- DO THIS
Extend the transcript below, a conversation between Anne and Thea about responding when children say they are bored, picking up right after its final line.

- EXCERPT PROVIDED
Anne:                                         15:12                       Right. Again, you want to help draw them out of patterns that they may be also stuck in as we all get in. Um but at the same time, supportive. It’s a balance. Uh just to hit another couple material examples before we have to end. We talked about one one of mine was oh well, well one was when the kids say “I’m bored,” right? They go through these developmental stages where that is, is a, a running theme, you know. They’ve come to awareness and consciousness that they are not just, again in the oneness as much and able to just move from one thing to another seamlessly. They actually now are having to think about what it is I want to do. I am…

Thea:                                         16:10                       They’re separate a little bit.

Anne:                                         16:12                       Yeah. And so the, we both I think have a similar approach with that, which is “How lucky for you!”

Thea:                                         16:20                       “How fortunate you are to be bored right now.”

Anne:                                         16:23                       “I don’t have the luxury of being bored. So work with that and see what comes of that.” Right? And invariably something wonderful will. Or not.

- EXTRACTED MATERIAL
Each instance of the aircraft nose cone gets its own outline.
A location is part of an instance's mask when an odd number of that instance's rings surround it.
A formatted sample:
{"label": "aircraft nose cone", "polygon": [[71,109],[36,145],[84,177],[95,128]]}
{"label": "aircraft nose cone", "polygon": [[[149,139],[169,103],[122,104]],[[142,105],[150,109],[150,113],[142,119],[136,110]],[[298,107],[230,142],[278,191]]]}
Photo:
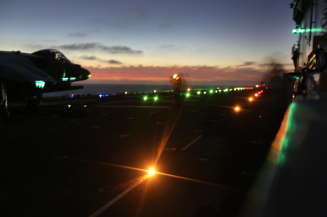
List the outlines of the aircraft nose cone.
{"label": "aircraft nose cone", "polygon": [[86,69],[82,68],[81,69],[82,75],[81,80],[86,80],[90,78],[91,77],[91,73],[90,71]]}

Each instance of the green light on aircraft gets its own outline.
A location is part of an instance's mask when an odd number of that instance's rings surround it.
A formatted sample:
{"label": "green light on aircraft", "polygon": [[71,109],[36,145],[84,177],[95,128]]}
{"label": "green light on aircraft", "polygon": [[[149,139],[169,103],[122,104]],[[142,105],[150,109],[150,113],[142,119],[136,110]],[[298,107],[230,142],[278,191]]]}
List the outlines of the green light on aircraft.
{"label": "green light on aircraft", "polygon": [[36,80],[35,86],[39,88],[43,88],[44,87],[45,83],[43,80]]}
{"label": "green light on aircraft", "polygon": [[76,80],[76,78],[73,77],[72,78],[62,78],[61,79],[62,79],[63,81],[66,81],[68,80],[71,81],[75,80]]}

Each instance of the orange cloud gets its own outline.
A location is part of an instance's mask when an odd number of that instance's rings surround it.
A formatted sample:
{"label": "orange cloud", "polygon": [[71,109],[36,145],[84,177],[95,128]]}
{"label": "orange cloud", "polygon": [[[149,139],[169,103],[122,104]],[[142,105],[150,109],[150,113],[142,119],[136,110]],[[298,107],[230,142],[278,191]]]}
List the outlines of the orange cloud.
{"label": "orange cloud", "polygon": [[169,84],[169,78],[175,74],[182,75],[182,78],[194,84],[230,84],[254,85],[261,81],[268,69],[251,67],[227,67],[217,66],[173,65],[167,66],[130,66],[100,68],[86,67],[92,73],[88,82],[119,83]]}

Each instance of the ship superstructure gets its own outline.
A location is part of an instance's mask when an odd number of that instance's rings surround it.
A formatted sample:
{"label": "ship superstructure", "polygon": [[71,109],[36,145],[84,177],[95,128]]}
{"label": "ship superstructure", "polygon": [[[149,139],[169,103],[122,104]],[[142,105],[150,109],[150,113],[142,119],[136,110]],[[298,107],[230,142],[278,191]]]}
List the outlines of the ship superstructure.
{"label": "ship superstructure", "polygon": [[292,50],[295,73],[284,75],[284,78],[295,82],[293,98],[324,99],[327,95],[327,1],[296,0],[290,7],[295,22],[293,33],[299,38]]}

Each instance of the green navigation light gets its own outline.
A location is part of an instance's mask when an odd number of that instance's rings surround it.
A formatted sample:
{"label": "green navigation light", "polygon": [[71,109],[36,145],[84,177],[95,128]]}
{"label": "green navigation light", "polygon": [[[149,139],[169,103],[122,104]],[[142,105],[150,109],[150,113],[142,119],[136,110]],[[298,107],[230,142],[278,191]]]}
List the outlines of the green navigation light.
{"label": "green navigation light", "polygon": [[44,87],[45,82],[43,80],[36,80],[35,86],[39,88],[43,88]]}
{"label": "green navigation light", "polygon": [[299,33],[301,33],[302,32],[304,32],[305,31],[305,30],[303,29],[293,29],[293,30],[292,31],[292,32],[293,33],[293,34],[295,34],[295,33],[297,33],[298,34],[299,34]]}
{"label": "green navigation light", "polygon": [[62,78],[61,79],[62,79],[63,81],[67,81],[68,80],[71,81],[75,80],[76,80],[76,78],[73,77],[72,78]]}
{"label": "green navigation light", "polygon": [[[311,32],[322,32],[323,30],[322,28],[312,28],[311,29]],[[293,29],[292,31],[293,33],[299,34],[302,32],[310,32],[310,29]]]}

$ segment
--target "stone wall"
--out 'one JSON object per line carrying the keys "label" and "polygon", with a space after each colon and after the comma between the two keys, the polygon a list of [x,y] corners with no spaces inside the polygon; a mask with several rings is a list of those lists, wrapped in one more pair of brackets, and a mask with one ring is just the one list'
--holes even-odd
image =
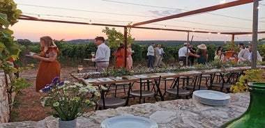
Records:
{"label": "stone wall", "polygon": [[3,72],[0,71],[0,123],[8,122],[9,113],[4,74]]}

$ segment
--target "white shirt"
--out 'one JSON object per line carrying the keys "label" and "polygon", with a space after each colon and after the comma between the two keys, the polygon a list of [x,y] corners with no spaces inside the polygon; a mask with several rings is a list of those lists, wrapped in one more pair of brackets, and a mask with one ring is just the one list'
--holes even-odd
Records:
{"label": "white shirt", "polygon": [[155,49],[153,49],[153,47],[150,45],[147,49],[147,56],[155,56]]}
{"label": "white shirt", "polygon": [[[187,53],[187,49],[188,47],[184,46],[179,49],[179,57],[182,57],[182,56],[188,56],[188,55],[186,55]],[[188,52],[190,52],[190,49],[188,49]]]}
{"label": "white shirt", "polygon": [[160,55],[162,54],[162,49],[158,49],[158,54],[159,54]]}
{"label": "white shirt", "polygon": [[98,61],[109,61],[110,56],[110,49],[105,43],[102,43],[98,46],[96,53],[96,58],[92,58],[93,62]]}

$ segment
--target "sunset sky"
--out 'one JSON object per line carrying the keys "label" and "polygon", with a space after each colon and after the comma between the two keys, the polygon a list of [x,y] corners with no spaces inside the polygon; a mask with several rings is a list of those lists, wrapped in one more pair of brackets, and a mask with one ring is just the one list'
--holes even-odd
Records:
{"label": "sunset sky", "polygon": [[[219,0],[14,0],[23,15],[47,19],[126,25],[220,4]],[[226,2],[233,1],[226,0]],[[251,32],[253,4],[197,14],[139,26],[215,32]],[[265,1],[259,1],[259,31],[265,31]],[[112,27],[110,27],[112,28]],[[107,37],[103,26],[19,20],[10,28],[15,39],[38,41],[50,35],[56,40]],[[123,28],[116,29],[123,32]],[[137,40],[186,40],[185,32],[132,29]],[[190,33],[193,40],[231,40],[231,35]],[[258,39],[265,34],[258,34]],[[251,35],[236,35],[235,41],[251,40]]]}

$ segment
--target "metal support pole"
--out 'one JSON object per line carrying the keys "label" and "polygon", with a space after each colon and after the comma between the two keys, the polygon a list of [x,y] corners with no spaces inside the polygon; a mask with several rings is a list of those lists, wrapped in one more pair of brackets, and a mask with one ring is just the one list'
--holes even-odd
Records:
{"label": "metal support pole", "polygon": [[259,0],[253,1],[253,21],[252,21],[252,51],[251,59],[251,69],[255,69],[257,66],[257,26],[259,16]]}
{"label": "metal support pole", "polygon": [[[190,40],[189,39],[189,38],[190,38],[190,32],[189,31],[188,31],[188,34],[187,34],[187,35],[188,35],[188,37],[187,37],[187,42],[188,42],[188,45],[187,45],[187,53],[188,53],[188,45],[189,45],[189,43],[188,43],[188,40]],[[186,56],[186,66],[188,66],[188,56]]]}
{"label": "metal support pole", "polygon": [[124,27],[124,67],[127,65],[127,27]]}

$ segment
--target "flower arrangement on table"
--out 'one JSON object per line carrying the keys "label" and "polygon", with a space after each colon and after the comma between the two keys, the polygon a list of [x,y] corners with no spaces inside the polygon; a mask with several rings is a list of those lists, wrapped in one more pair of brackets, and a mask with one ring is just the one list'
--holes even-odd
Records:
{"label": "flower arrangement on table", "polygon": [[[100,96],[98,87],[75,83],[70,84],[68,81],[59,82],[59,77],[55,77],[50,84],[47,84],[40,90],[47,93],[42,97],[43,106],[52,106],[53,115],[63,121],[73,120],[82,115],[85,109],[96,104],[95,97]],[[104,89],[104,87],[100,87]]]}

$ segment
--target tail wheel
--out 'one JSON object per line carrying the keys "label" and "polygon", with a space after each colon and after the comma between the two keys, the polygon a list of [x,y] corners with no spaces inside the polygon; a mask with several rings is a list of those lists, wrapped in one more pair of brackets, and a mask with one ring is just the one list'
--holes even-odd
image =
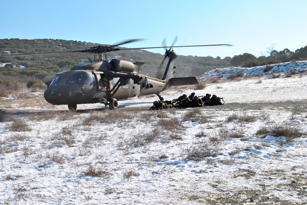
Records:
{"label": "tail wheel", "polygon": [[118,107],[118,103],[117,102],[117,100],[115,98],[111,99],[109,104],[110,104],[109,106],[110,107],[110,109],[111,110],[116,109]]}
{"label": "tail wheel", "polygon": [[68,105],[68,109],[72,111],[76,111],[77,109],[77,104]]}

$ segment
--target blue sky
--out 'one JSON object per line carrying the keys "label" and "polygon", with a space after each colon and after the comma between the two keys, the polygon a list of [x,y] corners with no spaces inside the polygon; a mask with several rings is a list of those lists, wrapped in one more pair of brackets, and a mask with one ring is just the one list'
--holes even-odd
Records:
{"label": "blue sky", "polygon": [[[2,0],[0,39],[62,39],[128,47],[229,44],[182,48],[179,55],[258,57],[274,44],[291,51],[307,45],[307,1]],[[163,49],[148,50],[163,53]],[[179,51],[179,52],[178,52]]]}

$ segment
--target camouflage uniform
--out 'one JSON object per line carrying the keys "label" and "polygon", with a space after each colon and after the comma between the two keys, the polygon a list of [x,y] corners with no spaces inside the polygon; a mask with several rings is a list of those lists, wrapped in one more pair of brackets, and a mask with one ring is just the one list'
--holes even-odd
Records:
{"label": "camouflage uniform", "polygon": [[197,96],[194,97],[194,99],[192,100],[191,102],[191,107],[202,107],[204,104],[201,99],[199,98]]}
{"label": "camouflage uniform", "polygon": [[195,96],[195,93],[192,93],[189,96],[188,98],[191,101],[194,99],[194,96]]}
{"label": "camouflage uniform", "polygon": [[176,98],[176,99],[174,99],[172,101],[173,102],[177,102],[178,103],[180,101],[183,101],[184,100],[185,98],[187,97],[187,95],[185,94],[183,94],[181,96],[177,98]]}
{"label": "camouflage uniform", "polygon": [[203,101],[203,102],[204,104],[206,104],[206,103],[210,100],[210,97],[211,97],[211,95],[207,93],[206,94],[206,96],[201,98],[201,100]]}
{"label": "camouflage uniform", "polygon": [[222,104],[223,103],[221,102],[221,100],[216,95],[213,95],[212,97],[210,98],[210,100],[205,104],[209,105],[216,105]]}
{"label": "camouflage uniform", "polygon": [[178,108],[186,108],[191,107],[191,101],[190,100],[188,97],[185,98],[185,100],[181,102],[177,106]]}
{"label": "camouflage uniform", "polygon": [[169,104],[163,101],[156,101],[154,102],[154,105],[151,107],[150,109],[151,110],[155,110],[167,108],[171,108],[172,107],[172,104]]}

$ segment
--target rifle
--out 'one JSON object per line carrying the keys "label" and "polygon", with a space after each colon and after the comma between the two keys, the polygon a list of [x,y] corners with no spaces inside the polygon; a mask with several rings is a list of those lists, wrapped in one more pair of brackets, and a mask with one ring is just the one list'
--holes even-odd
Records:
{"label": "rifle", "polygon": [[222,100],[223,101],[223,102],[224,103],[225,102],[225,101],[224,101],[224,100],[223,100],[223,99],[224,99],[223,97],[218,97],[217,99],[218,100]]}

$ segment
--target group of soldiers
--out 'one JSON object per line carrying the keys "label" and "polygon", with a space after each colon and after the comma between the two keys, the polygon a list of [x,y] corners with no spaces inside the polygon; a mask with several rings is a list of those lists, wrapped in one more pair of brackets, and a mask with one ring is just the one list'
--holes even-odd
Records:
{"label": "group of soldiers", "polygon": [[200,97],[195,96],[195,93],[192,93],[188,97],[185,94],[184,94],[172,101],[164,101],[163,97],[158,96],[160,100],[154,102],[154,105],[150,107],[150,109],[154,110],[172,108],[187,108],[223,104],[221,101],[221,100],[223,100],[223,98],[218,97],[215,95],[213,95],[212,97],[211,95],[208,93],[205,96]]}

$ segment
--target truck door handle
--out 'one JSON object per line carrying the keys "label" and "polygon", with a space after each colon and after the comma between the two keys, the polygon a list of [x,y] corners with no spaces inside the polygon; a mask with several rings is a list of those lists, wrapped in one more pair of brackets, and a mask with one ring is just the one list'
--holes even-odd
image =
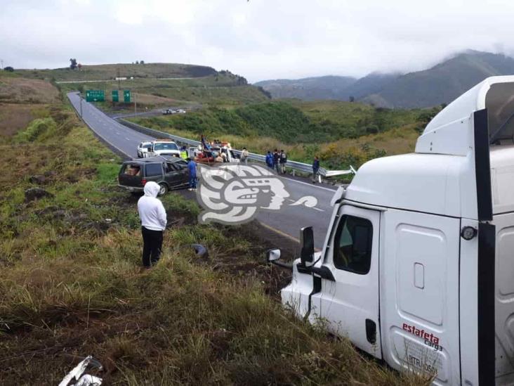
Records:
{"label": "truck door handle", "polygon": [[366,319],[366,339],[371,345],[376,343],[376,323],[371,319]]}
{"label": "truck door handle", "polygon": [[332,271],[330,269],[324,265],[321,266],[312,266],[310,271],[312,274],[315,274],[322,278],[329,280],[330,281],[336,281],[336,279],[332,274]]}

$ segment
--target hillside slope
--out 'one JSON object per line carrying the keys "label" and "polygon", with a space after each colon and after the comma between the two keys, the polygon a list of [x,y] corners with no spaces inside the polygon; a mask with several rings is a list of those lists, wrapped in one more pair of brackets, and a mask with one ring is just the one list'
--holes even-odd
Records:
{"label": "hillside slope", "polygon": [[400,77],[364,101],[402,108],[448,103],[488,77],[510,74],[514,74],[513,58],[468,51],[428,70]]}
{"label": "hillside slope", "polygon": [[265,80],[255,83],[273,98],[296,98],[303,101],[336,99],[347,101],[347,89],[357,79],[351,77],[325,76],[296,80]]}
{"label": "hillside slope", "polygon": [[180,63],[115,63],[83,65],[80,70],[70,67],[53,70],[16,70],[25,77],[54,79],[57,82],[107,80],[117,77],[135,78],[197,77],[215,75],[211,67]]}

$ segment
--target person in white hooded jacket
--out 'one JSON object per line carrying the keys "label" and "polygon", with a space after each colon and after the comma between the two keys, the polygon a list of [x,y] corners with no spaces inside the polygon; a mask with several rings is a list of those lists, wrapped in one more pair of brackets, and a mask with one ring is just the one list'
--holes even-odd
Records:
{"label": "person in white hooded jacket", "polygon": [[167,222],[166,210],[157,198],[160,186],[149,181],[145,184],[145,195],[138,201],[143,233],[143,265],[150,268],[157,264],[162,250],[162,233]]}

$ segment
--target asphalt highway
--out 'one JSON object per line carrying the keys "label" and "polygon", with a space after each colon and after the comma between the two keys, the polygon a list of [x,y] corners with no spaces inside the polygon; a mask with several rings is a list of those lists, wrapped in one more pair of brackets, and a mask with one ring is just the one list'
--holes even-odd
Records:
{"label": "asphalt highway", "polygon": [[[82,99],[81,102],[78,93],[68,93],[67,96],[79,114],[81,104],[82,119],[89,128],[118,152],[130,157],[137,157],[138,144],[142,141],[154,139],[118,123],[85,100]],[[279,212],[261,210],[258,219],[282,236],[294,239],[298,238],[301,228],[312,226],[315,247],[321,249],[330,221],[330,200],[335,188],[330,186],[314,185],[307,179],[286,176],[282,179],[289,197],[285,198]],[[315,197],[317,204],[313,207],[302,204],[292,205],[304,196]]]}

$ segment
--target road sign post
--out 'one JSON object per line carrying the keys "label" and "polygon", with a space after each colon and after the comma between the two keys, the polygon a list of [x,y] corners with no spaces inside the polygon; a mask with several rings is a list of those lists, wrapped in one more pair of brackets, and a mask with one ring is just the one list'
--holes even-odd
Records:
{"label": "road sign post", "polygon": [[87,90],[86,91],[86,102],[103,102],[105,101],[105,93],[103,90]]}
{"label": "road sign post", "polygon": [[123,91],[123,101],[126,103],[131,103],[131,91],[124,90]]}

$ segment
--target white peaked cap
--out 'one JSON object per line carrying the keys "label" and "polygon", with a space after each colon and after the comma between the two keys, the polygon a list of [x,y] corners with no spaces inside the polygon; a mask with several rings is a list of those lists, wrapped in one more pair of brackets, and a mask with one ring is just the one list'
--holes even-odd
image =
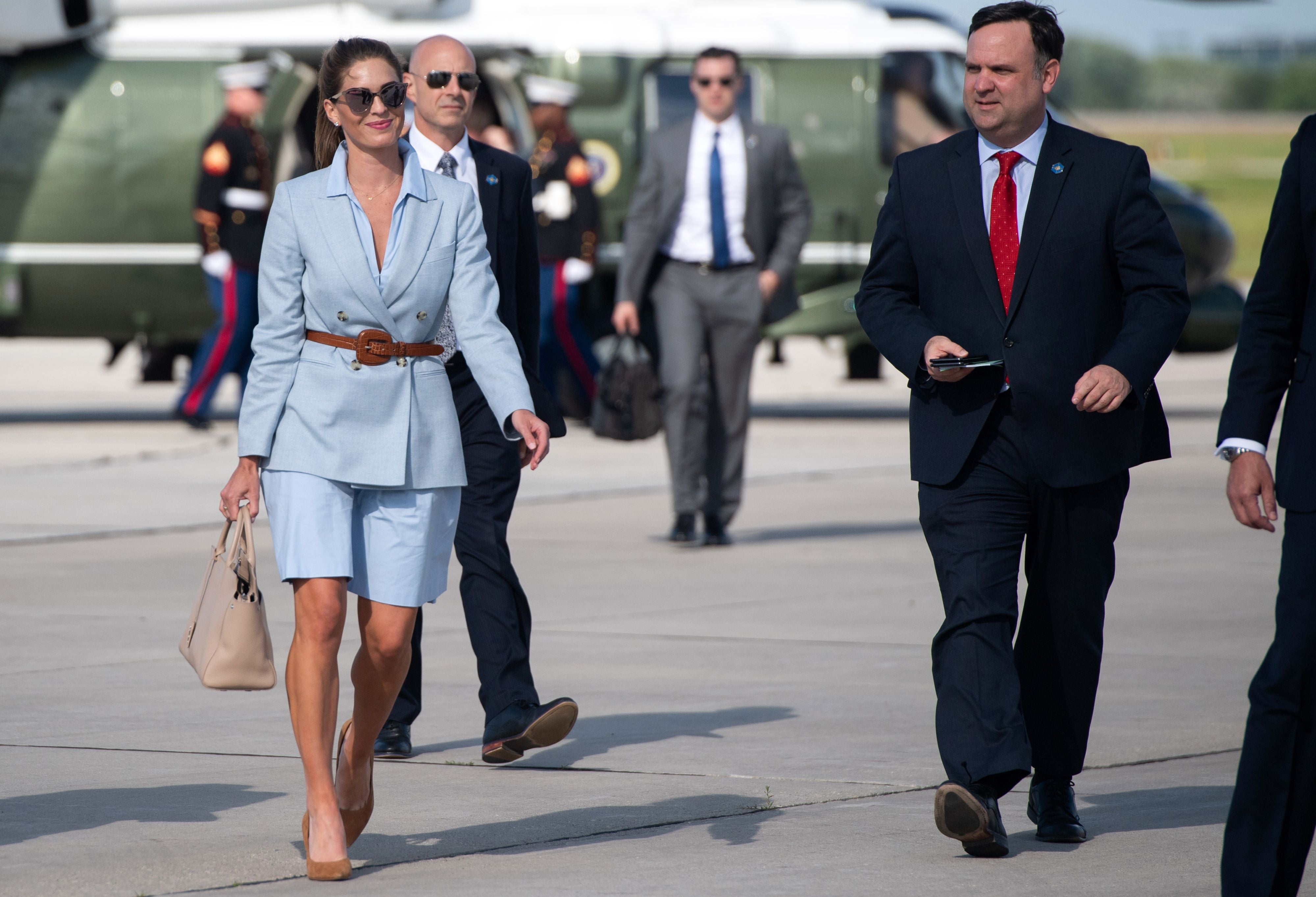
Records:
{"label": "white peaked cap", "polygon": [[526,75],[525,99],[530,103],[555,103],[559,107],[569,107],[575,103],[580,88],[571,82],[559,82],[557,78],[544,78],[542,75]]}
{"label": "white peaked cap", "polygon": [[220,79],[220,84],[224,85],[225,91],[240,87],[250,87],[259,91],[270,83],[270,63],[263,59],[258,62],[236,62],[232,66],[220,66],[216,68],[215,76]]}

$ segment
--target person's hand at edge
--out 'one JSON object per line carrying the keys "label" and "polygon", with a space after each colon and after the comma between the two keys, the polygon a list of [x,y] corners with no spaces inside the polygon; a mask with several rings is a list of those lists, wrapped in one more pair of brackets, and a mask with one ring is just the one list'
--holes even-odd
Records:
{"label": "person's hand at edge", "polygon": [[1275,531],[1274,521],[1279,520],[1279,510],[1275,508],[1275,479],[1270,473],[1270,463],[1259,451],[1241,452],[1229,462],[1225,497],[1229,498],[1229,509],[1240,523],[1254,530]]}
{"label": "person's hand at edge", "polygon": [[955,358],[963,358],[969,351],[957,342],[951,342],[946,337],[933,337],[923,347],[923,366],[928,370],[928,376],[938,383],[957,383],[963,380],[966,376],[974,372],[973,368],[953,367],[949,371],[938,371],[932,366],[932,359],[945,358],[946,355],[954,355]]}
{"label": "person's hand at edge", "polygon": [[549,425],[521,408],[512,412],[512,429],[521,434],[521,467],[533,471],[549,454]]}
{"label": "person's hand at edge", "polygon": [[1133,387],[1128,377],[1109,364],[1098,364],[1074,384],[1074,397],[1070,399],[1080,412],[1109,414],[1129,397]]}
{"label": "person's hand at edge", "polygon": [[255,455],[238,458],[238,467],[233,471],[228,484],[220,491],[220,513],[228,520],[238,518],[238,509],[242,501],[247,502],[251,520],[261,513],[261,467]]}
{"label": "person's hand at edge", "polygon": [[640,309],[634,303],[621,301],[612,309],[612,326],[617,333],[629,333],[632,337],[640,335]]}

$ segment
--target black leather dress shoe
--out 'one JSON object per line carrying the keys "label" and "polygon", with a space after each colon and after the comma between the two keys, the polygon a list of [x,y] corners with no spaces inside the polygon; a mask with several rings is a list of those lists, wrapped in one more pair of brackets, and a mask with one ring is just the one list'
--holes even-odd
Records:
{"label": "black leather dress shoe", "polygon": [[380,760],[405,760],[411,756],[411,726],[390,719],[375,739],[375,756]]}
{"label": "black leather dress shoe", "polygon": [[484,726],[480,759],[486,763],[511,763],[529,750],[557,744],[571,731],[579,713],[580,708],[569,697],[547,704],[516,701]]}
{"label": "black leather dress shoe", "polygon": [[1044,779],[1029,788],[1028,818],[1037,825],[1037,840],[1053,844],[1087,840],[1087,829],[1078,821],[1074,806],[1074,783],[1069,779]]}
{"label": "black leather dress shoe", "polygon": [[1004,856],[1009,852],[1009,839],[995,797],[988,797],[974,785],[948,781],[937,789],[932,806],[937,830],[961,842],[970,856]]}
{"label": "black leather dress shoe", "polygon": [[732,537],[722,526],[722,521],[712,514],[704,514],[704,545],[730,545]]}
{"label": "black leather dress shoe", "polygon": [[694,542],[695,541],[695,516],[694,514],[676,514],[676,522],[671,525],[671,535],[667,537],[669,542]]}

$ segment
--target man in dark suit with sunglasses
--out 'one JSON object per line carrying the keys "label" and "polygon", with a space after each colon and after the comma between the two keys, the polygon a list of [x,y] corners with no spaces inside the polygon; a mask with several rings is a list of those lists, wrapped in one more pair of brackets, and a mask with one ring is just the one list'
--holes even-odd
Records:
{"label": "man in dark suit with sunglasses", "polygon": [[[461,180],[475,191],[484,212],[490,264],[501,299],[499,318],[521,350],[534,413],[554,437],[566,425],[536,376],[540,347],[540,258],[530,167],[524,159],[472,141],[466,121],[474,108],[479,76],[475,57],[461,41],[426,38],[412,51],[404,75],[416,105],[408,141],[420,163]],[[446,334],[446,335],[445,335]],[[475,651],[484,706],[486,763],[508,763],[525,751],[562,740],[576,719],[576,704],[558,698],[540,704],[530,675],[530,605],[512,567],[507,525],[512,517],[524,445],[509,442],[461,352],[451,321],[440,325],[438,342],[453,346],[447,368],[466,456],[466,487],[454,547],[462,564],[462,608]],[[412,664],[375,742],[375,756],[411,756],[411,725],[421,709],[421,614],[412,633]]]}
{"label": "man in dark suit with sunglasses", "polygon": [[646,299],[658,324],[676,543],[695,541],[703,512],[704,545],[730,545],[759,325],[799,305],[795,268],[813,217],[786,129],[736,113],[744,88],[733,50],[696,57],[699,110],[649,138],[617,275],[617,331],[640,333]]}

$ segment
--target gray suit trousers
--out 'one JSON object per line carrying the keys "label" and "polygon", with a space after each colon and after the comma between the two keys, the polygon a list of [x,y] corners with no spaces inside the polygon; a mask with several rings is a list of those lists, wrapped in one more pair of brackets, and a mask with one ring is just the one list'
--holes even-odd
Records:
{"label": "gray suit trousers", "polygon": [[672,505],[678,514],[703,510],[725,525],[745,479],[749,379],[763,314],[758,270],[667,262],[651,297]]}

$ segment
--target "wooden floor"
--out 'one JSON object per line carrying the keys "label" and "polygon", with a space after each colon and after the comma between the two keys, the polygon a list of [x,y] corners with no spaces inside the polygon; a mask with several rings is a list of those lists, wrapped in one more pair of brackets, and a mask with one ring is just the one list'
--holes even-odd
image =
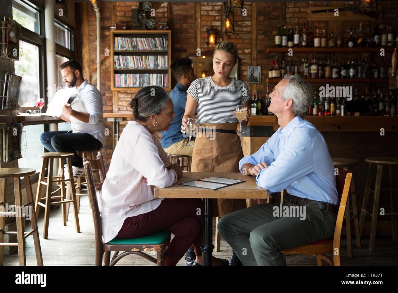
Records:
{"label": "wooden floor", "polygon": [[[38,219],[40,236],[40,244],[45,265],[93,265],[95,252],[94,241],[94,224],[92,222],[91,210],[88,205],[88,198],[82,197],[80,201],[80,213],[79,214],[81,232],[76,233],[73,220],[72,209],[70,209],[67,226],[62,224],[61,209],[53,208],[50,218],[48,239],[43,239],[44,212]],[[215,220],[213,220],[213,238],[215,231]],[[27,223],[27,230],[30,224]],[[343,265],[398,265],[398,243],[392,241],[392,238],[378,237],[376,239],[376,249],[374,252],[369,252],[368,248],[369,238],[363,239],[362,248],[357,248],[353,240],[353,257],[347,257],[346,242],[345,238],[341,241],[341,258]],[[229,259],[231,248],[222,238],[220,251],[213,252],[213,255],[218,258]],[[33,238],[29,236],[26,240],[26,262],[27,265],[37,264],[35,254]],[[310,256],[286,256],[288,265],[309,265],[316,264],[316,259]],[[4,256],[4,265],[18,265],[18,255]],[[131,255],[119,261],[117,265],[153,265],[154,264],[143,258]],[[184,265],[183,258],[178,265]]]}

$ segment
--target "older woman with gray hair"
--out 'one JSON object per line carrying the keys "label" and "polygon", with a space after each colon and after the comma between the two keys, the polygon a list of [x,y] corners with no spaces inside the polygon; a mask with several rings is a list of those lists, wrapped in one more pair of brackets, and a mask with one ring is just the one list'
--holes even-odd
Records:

- REPLY TO THE TASK
Thea:                                         16:34                       Or not. You know, I think there’s something that’s really to be said for just a question in those moments rather than a gesture of wanting to, to fix. ‘Cause Of course we want to see our kids happy. Of course we want to see them thriving. But this goes to the being comfortable in the discomfort. But when, when a child says “I’m bored,” you could simply say, “Tell me about it. What’s that like?” I mean age appropriate, let’s say, or “Oh, how so?” And you know, it gives them a moment to bring forth, what’s their mind’s state. And then they realize, “Oh, I’m actually not bored,” or “Telling you about it would be really boring, so I’m outta here.”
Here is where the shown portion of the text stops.